Given exercise » Pull out every line in the material below that contains the string "window", and treat uppercase and lowercase as different.

The records »
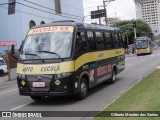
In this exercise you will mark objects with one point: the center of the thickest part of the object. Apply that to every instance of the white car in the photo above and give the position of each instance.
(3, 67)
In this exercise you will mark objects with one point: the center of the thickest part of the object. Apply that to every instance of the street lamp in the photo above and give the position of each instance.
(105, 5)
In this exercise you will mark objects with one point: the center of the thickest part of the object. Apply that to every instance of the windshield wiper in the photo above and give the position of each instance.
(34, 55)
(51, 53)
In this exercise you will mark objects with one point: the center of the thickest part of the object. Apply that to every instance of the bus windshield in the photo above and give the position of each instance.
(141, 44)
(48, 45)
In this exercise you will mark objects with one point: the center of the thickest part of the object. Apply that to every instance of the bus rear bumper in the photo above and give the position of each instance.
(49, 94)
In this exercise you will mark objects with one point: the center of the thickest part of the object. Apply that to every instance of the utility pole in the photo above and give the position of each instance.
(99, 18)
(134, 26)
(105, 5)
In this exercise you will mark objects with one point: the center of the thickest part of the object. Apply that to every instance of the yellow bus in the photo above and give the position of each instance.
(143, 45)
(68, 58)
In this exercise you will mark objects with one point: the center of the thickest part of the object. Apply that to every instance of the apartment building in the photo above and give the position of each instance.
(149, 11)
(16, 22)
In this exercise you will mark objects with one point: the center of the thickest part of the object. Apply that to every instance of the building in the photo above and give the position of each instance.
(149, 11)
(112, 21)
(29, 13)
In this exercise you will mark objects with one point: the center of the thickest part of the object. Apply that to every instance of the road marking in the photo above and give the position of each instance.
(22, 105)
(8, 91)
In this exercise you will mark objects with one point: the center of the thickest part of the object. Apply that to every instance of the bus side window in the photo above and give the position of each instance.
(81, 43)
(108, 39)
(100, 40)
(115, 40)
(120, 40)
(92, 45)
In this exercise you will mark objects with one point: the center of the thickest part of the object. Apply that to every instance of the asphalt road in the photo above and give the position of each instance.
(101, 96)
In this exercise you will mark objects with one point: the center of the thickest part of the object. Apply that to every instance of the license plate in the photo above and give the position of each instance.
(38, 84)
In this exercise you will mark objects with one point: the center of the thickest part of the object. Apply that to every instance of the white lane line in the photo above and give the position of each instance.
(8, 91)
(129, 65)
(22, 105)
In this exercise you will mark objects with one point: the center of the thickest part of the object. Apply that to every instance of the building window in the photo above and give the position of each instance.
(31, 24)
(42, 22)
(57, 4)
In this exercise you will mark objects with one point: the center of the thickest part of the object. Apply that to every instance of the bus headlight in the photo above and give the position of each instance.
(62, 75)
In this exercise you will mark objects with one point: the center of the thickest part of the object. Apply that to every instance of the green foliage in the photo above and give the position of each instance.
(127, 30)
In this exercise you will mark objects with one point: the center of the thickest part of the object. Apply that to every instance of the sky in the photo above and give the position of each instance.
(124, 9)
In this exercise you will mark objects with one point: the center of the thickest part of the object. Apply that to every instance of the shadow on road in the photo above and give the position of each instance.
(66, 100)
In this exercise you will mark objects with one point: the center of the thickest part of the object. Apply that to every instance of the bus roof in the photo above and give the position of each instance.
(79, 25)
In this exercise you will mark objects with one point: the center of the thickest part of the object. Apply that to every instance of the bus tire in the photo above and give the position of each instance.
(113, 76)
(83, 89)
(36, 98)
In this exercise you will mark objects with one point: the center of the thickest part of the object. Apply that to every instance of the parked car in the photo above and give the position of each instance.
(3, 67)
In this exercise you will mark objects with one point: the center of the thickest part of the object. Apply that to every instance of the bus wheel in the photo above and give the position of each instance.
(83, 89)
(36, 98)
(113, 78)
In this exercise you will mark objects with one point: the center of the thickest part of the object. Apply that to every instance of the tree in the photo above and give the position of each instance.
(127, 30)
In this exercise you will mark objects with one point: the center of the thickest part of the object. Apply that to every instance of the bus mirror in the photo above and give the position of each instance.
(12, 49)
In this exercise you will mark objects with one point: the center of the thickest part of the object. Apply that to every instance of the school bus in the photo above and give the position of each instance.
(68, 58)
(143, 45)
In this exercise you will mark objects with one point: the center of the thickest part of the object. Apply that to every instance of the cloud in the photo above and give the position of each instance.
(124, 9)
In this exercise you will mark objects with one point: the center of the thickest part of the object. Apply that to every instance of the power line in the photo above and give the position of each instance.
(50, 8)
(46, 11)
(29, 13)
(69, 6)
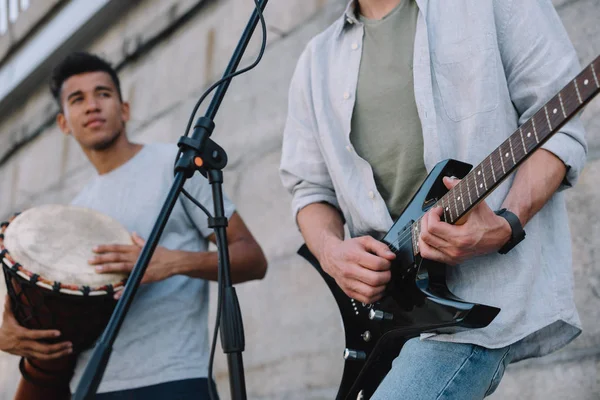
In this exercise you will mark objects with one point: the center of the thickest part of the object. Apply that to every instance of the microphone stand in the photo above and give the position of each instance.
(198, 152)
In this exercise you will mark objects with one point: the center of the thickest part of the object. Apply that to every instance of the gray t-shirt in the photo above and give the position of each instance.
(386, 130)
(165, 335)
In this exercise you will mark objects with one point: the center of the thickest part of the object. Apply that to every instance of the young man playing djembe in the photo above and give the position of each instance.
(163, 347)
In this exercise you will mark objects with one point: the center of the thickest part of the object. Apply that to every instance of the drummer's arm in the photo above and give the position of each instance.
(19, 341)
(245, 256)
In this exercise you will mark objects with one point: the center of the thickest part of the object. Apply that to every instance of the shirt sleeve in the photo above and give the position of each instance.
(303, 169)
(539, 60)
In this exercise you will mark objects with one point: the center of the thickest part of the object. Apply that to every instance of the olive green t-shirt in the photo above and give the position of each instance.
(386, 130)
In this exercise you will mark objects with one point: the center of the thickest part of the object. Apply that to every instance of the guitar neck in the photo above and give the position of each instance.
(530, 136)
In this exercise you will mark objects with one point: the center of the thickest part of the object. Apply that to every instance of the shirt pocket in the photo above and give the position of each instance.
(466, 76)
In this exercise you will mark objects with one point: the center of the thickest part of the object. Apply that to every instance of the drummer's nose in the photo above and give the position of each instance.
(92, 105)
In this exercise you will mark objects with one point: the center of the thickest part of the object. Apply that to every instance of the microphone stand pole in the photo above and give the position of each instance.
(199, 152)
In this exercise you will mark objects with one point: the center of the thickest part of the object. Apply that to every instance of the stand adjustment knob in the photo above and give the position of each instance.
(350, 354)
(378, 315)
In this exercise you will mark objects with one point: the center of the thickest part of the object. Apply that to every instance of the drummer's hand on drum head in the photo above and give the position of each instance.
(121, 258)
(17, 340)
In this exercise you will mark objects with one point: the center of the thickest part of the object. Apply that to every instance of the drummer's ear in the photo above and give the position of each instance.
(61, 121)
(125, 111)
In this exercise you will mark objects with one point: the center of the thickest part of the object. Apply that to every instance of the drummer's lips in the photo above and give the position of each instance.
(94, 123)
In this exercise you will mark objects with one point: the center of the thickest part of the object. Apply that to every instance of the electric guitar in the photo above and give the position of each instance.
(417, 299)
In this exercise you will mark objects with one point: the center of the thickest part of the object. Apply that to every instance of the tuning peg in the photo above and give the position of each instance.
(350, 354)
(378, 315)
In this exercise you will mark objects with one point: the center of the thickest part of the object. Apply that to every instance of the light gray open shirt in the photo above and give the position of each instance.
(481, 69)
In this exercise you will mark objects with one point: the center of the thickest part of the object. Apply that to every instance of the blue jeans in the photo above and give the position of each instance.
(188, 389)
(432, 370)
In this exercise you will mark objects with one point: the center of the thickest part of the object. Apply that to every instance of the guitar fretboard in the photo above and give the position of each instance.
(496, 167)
...
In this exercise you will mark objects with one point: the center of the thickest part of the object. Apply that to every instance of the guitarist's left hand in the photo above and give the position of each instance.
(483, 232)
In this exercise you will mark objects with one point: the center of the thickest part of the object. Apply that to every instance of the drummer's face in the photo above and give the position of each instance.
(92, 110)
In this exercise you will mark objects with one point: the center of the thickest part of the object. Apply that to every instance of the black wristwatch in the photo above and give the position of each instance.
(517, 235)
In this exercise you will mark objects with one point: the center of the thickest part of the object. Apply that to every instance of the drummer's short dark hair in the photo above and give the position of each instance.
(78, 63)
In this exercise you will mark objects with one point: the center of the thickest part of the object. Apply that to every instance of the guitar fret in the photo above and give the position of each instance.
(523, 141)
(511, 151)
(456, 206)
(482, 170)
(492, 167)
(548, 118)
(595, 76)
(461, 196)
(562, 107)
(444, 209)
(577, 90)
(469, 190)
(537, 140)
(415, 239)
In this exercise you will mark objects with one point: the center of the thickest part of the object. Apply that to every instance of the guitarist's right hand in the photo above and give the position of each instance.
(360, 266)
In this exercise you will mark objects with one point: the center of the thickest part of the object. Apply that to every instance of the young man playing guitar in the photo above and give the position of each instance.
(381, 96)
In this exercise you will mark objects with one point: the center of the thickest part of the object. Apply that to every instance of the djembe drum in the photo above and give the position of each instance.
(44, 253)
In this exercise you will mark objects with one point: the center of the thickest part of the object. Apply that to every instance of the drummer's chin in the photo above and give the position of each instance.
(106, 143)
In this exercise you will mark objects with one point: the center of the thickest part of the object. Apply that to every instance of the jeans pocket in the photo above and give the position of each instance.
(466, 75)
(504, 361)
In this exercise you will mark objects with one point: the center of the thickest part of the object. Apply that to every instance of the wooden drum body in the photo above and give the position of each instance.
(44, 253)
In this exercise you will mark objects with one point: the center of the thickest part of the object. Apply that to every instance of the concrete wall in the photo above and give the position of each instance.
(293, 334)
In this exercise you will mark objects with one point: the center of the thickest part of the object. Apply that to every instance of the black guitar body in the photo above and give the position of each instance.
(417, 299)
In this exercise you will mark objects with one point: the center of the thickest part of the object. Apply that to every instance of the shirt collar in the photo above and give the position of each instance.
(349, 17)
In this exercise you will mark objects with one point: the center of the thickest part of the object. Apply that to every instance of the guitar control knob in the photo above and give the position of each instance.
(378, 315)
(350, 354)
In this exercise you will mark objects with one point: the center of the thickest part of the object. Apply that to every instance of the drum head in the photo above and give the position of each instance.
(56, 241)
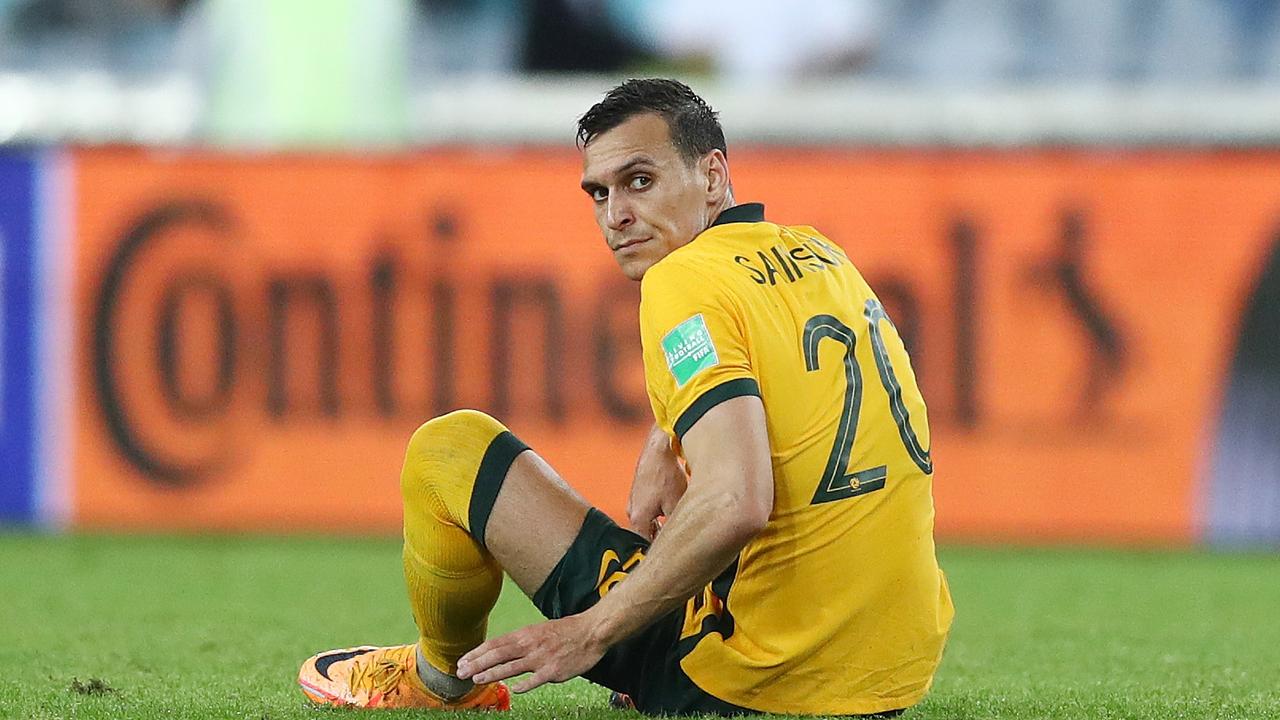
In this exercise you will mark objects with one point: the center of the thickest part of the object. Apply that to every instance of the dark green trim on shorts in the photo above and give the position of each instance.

The reply »
In this exercise you will mark objects with one point: the center of the thickest part of the object. Apply that to every instance of the bus side window in the photo above and give the position of each instance.
In this exercise you will mark objects with one point: the center of the thickest part of the object. Apply that to every instance of the building window in the photo above and give the position of each instance.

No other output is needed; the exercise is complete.